DIRECTIONS FOR THIS TASK:
Transcribe the listing exactly, leaving out every picture.
------------------------------------
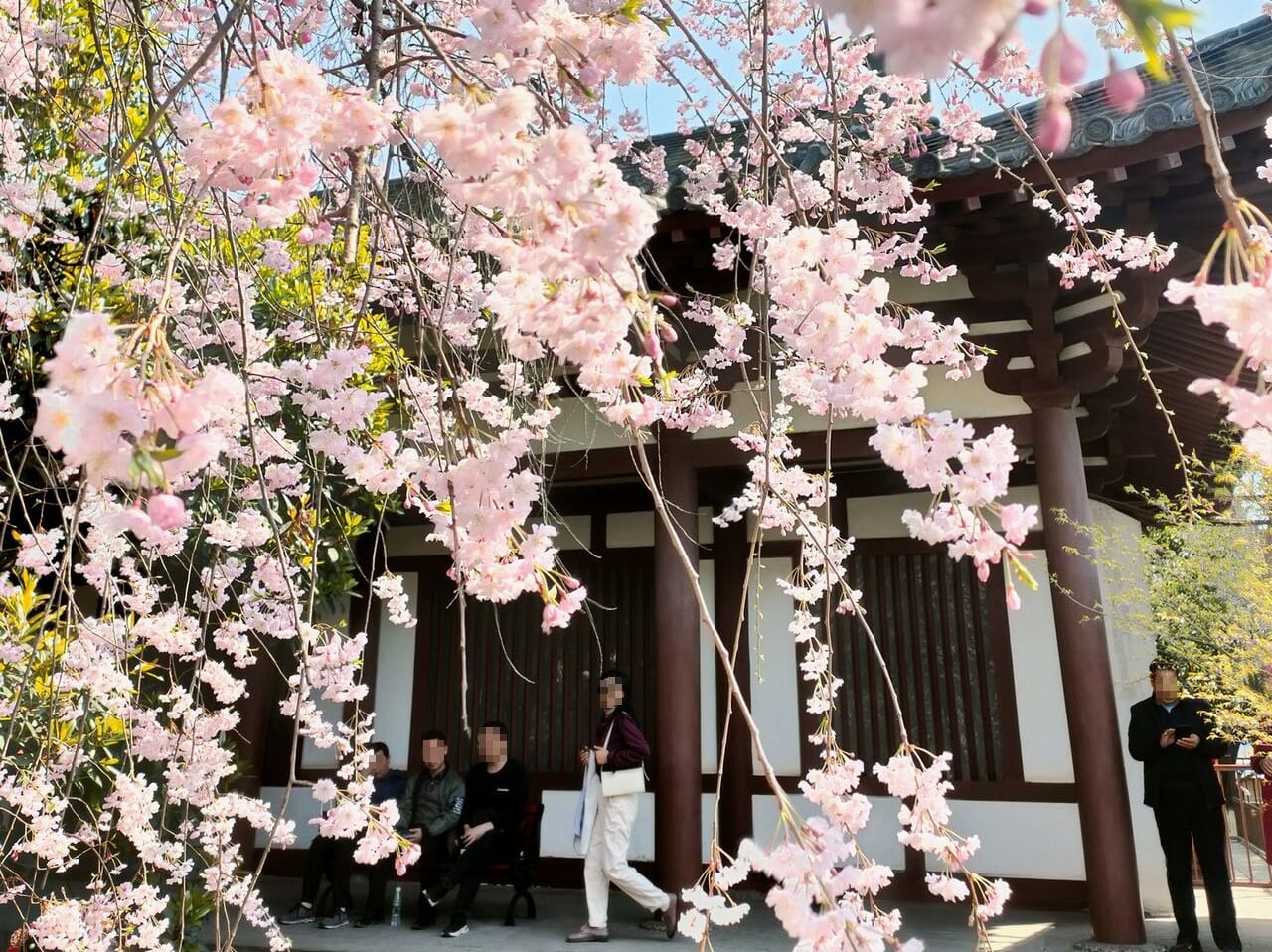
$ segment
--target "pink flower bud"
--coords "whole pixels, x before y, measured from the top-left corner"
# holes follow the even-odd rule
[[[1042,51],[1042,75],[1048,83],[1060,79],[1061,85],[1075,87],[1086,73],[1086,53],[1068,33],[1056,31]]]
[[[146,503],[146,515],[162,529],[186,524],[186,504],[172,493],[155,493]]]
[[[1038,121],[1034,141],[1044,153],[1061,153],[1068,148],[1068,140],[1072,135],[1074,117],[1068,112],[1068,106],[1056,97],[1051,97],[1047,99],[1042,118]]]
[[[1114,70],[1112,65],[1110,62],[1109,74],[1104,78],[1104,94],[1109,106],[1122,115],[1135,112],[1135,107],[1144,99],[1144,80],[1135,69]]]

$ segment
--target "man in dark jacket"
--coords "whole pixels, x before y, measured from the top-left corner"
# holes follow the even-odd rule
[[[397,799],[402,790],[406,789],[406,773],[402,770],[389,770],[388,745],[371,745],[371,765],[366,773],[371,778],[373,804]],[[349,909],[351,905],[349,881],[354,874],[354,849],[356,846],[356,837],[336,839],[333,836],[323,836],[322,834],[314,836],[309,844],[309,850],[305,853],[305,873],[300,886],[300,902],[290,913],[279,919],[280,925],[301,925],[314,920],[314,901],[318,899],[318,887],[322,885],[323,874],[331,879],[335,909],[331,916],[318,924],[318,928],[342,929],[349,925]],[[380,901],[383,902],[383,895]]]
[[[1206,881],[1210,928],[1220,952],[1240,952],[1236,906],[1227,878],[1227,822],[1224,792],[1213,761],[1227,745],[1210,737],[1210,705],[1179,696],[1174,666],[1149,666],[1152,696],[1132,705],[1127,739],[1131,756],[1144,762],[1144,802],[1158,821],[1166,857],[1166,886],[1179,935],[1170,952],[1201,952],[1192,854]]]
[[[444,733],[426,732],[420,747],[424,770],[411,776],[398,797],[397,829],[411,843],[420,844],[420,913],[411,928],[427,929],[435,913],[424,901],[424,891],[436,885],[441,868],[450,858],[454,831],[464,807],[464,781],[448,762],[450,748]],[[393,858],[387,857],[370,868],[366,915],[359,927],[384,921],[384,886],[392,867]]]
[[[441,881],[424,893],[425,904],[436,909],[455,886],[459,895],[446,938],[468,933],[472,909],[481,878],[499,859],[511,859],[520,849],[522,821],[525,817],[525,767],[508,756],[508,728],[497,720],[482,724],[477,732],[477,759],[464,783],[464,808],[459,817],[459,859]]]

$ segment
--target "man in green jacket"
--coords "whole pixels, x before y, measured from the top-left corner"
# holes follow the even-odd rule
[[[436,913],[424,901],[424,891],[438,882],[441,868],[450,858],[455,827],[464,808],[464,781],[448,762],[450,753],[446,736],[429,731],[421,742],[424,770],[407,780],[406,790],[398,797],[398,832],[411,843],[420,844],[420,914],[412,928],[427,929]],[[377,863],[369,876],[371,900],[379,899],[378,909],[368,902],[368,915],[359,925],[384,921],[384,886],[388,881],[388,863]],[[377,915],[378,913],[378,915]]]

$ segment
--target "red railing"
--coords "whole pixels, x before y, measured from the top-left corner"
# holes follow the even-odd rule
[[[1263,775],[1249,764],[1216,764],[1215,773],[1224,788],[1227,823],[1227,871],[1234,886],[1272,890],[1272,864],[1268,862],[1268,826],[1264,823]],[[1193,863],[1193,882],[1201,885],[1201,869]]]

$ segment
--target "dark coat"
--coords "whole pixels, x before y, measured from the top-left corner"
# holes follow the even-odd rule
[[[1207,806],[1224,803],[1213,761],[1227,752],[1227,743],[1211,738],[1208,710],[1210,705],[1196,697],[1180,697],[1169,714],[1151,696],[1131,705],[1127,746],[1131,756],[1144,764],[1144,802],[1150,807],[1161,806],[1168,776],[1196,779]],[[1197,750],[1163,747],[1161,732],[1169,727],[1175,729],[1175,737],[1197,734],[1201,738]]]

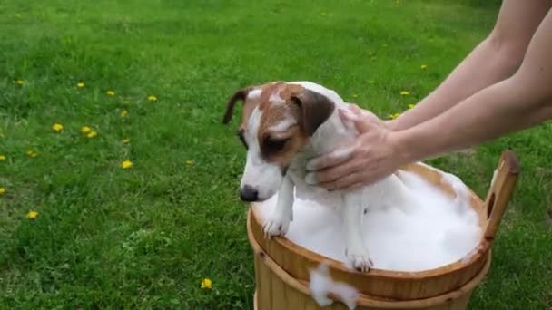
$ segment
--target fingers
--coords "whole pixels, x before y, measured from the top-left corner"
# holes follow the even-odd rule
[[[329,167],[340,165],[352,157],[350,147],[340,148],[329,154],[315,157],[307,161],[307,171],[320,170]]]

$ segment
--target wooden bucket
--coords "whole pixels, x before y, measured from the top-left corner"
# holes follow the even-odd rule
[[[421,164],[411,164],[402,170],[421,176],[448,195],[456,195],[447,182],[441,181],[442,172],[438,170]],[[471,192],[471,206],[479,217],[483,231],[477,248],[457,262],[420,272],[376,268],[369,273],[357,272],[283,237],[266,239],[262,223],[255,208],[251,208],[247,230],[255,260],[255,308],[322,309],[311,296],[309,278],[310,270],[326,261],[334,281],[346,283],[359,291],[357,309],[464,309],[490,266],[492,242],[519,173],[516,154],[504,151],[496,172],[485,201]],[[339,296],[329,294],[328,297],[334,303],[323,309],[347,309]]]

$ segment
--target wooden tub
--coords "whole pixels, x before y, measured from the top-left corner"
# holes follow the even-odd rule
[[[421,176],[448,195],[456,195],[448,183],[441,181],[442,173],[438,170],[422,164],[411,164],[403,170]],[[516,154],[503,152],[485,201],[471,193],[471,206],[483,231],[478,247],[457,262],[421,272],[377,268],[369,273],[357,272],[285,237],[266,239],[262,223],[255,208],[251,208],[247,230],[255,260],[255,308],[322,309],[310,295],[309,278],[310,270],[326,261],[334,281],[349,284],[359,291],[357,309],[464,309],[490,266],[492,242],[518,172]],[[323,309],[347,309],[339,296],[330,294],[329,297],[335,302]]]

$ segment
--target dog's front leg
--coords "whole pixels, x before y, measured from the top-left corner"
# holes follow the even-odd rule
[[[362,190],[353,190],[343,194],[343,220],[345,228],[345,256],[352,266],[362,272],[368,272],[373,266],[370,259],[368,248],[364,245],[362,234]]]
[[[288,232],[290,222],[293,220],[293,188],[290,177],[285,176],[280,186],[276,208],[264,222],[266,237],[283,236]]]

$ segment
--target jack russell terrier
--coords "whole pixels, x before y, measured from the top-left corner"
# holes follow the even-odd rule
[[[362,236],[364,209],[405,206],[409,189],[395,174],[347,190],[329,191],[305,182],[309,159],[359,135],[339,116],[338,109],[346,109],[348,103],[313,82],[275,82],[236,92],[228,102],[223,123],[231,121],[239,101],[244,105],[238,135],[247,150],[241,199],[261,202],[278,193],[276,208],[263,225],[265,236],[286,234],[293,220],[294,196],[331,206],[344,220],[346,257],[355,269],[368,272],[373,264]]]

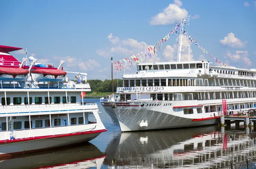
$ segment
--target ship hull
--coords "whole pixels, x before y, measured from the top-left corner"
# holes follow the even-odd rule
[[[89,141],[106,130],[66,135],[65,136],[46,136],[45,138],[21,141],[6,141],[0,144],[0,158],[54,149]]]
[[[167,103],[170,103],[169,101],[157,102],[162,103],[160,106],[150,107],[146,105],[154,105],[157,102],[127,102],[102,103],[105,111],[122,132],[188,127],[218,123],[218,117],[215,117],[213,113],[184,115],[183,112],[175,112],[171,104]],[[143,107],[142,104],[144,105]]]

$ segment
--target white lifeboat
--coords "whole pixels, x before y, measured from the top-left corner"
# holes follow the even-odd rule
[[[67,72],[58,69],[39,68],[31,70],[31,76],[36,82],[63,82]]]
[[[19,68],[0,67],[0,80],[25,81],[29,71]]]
------------------------------------
WORKED SOLUTION:
$ segment
--target "pink flower bud"
--coords "whole pixels, x before y, measured from the top-left corner"
# holes follow the even-odd rule
[[[1042,51],[1042,75],[1048,83],[1060,79],[1061,85],[1075,87],[1086,73],[1086,53],[1068,33],[1056,31]]]
[[[146,503],[146,515],[162,529],[186,524],[186,504],[172,493],[155,493]]]
[[[1038,121],[1034,141],[1044,153],[1061,153],[1068,148],[1068,140],[1072,135],[1074,117],[1068,112],[1068,106],[1056,97],[1051,97],[1047,99],[1042,118]]]
[[[1114,70],[1112,65],[1110,62],[1109,74],[1104,78],[1104,94],[1109,106],[1122,115],[1135,112],[1135,107],[1144,99],[1144,80],[1135,69]]]

$ segment
--target "man in dark jacket"
--coords "whole pixels, x before y, measured from the top-left corner"
# holes follow the even-odd rule
[[[397,799],[402,790],[406,789],[406,773],[402,770],[389,770],[388,745],[371,745],[371,765],[366,773],[371,778],[373,804]],[[349,909],[351,905],[349,881],[354,874],[354,849],[356,846],[356,837],[336,839],[333,836],[323,836],[322,834],[314,836],[309,844],[309,850],[305,853],[305,873],[300,886],[300,902],[290,913],[279,919],[280,925],[301,925],[314,920],[314,901],[318,899],[318,887],[322,885],[323,874],[331,879],[335,909],[331,916],[318,924],[318,928],[342,929],[349,925]],[[380,901],[383,902],[383,895]]]
[[[1206,881],[1210,928],[1220,952],[1240,952],[1236,906],[1227,878],[1227,822],[1224,792],[1213,761],[1227,745],[1210,737],[1210,705],[1179,696],[1174,666],[1149,666],[1152,696],[1132,705],[1127,739],[1131,756],[1144,762],[1144,802],[1158,821],[1166,857],[1166,886],[1179,935],[1170,952],[1201,952],[1192,854]]]
[[[444,733],[426,732],[420,747],[424,770],[411,776],[398,797],[397,829],[411,843],[420,844],[420,913],[411,928],[427,929],[435,913],[424,901],[424,891],[436,885],[441,868],[450,858],[454,831],[464,807],[464,781],[448,762],[450,748]],[[393,858],[387,857],[370,868],[366,915],[359,927],[384,921],[384,886],[392,867]]]
[[[441,881],[424,893],[425,904],[436,909],[455,886],[459,895],[446,938],[468,933],[472,909],[481,878],[499,859],[511,859],[520,849],[522,821],[525,817],[525,767],[508,756],[508,728],[497,720],[482,724],[477,732],[477,759],[464,783],[464,808],[459,817],[459,859]]]

$ segment
--target "man in green jacket"
--coords "whole pixels, x before y, measured from the top-left corner"
# holes follow the even-odd rule
[[[436,913],[424,901],[424,891],[438,882],[441,868],[450,858],[455,827],[464,808],[464,781],[448,762],[450,753],[446,736],[429,731],[421,742],[424,770],[407,780],[406,790],[398,797],[398,832],[411,843],[420,844],[420,914],[412,928],[427,929]],[[377,863],[369,876],[371,900],[379,899],[378,909],[368,902],[368,915],[359,925],[384,921],[384,886],[388,881],[388,863]],[[377,915],[378,913],[378,915]]]

$ segment
--target "red railing"
--coords "whole pixels, x before y, measured from the top-left corner"
# holes follow the even-odd rule
[[[1263,775],[1249,764],[1216,764],[1215,773],[1224,788],[1227,823],[1227,871],[1234,886],[1272,890],[1272,864],[1268,862],[1268,826],[1264,823]],[[1193,863],[1193,882],[1201,885],[1201,869]]]

$ segment
--target "dark coat"
--coords "whole pixels, x before y, measured from the top-left corner"
# holes follow the even-odd rule
[[[1207,806],[1224,803],[1213,761],[1227,752],[1227,743],[1211,738],[1208,710],[1210,705],[1196,697],[1180,697],[1169,714],[1151,696],[1131,705],[1127,746],[1131,756],[1144,764],[1144,802],[1150,807],[1161,806],[1168,776],[1196,779]],[[1197,750],[1163,747],[1161,732],[1169,727],[1175,729],[1175,737],[1197,734],[1201,738]]]

$ segment
--target fingers
--coords "whole pixels, x before y, measured from the top-left corner"
# holes follow the even-odd rule
[[[329,167],[340,165],[352,157],[350,147],[340,148],[329,154],[315,157],[307,161],[307,171],[320,170]]]

$ segment
--target wooden bucket
--coords "whole pixels, x before y, measured from the top-left corner"
# holes follow the even-odd rule
[[[421,164],[411,164],[402,170],[421,176],[448,195],[456,195],[447,182],[441,181],[442,172],[438,170]],[[471,192],[471,206],[479,217],[483,231],[477,248],[457,262],[420,272],[376,268],[369,273],[357,272],[283,237],[266,239],[262,223],[255,208],[251,208],[247,230],[255,260],[255,308],[322,309],[311,296],[309,278],[310,270],[326,261],[334,281],[346,283],[359,291],[357,309],[464,309],[490,266],[492,242],[519,173],[516,154],[504,151],[496,172],[485,201]],[[339,296],[329,294],[328,297],[334,303],[323,309],[347,309]]]

$ segment
--target wooden tub
--coords "whole pixels, x before y, measured from the top-left corner"
# holes follow the even-odd rule
[[[421,176],[448,195],[456,195],[448,183],[441,181],[442,173],[438,170],[422,164],[411,164],[403,170]],[[516,154],[503,152],[485,201],[471,193],[471,206],[483,231],[478,247],[457,262],[421,272],[377,268],[369,273],[357,272],[285,237],[266,239],[262,223],[255,208],[251,208],[247,230],[255,260],[255,308],[322,309],[310,295],[309,278],[310,270],[326,261],[334,281],[349,284],[359,291],[357,309],[464,309],[490,266],[492,242],[518,172]],[[323,309],[347,309],[339,296],[330,294],[329,297],[335,302]]]

$ segment
--target dog's front leg
--coords "whole pixels, x before y, measured from the top-left corner"
# holes follow the even-odd rule
[[[362,190],[353,190],[343,194],[343,220],[345,228],[345,256],[352,266],[362,272],[368,272],[373,266],[370,259],[368,248],[364,245],[362,234]]]
[[[288,232],[290,222],[293,220],[293,188],[290,177],[285,176],[280,186],[276,208],[264,222],[266,237],[283,236]]]

$ segment
--target jack russell terrier
--coords "whole pixels, x before y, measured from the top-left corner"
# holes follow the even-odd rule
[[[362,236],[364,209],[405,206],[409,189],[395,174],[347,190],[329,191],[305,182],[309,159],[359,135],[339,116],[338,109],[346,109],[348,103],[313,82],[275,82],[236,92],[228,102],[223,123],[231,121],[239,101],[244,105],[238,135],[247,150],[241,199],[261,202],[278,193],[276,208],[263,225],[265,236],[286,234],[293,220],[294,196],[331,206],[344,220],[346,257],[355,269],[368,272],[373,264]]]

$ segment
--target ship hull
--coords "whole pixels, x before y, measured from the top-left corner"
# holes follow the even-odd rule
[[[89,141],[106,130],[66,135],[65,136],[46,136],[45,138],[21,141],[6,141],[0,144],[0,158],[54,149]]]
[[[167,103],[170,103],[169,101],[157,102],[162,103],[160,106],[150,107],[146,105],[154,105],[157,102],[127,102],[102,103],[105,111],[122,132],[188,127],[218,123],[218,117],[215,117],[213,113],[184,115],[183,112],[175,112],[171,104]],[[143,107],[142,104],[144,105]]]

$ segment
--target white lifeboat
--coords "whole pixels, x before y, measured from the top-left corner"
# holes follow the even-odd rule
[[[67,72],[58,69],[39,68],[31,70],[31,76],[36,82],[63,82]]]
[[[19,68],[0,67],[0,80],[25,81],[29,71]]]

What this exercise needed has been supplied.